As of Wednesday at 2:30 p.m. Eastern, ABC News is reporting that Republicans have won at least 218 seats in the next House and Democrats have won at least 208.
We still don’t know the winner in nine seats, five of which Democrats currently lead in and are likely to prevail in. That would take them up to 213 seats. Of the other four seats, Republicans look favored in Iowa’s 1st District, where Rep. Mariannette Miller-Meeks’s 802-vote lead is likely to hold up even if Democrats request a recount, and Alaska’s at-large district, where Republican Nick Begich has a large enough lead that it will probably withstand the redistributions that happen as part of ranked-choice voting on Nov. 20. However, there is genuine suspense over who will win California’s 13th and 45th districts; Republicans currently have more votes counted there, but Democrats have been closing the gap as more ballots have been counted.
Add it all up, and we expect that Republicans will finish with a House majority in the range of 220 to 222 seats. That’s virtually unchanged from the 221-214 majority that they went into the election with.
That doesn’t mean there wasn’t some churn under the surface, though. So far, Republicans have flipped seven seats from blue to red, and Democrats have flipped six seats from red to blue.
══════
# Written tasks
(1) Answer these questions about the House election passage, one line per answer, each marked with its letter.
(a) According to ABC News, at least how many seats had Republicans won as of Wednesday at 2:30 p.m. Eastern?
(b) Which district is Republican Nick Begich running in?
(c) How many seats have Democrats flipped from red to blue so far?
(2) Edit the rows from the line containing "locate stone rubble" through the end of the rows by replacing "locate" with "detect", leaving everything else unchanged, and return only those lines.

# Excerpted records
══════
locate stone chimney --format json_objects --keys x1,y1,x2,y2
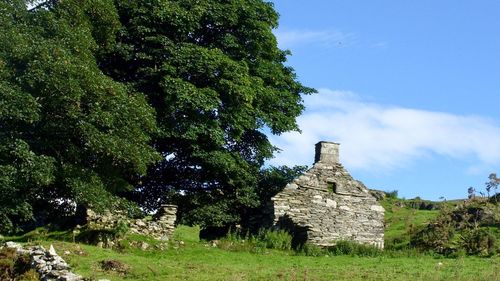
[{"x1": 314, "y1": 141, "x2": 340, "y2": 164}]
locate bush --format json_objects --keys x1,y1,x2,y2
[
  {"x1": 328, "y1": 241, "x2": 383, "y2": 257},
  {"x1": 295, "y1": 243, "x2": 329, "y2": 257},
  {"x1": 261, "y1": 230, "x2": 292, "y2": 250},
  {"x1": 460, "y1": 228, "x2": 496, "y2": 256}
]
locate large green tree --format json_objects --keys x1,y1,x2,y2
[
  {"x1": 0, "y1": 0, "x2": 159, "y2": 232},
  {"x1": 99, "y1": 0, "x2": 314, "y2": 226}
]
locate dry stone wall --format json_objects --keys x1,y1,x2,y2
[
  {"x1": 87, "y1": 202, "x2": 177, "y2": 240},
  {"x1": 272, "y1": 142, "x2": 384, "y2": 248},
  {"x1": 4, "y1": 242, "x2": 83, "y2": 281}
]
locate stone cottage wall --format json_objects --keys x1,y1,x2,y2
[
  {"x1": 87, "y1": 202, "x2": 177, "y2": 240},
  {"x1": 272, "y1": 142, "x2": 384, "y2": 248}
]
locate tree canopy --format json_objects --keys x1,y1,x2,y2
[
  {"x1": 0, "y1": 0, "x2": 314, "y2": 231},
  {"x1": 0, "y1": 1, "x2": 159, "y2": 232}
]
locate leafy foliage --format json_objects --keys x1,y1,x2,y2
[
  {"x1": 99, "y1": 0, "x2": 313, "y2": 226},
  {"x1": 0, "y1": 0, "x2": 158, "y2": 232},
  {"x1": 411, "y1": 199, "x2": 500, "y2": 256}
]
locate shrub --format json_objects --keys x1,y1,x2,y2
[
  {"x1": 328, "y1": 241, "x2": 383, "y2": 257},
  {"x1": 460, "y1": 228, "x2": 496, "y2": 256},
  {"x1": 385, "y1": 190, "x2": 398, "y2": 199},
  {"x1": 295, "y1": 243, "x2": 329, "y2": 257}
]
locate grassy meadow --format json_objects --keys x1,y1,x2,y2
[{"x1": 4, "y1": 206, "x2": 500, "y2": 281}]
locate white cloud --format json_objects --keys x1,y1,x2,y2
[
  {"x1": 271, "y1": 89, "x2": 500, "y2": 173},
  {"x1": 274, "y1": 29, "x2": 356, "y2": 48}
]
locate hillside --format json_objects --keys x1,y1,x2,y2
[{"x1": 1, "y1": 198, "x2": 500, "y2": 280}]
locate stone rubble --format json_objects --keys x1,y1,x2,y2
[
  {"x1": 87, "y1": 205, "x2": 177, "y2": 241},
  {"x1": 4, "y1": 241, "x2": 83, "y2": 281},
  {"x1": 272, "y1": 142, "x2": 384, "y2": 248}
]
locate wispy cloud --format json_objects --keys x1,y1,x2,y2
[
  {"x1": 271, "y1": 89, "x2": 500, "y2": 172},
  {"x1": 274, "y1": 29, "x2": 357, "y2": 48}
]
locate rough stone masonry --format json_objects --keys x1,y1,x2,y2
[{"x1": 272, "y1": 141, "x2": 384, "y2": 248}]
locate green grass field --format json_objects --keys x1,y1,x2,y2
══════
# Results by task
(1)
(a) At least 218 seats.
(b) Alaska's at-large district.
(c) Six seats.

(2)
detect stone rubble --format json_objects --keys x1,y1,x2,y2
[
  {"x1": 87, "y1": 205, "x2": 177, "y2": 241},
  {"x1": 4, "y1": 241, "x2": 83, "y2": 281},
  {"x1": 272, "y1": 142, "x2": 384, "y2": 248}
]
detect wispy cloud --format json_objects --keys x1,y1,x2,y2
[
  {"x1": 271, "y1": 89, "x2": 500, "y2": 172},
  {"x1": 274, "y1": 29, "x2": 357, "y2": 48}
]
detect rough stone masonry --format json_objects --keys x1,y1,x2,y2
[{"x1": 272, "y1": 141, "x2": 384, "y2": 248}]
detect green grass field --format json_objects --keys x1,y1,x2,y2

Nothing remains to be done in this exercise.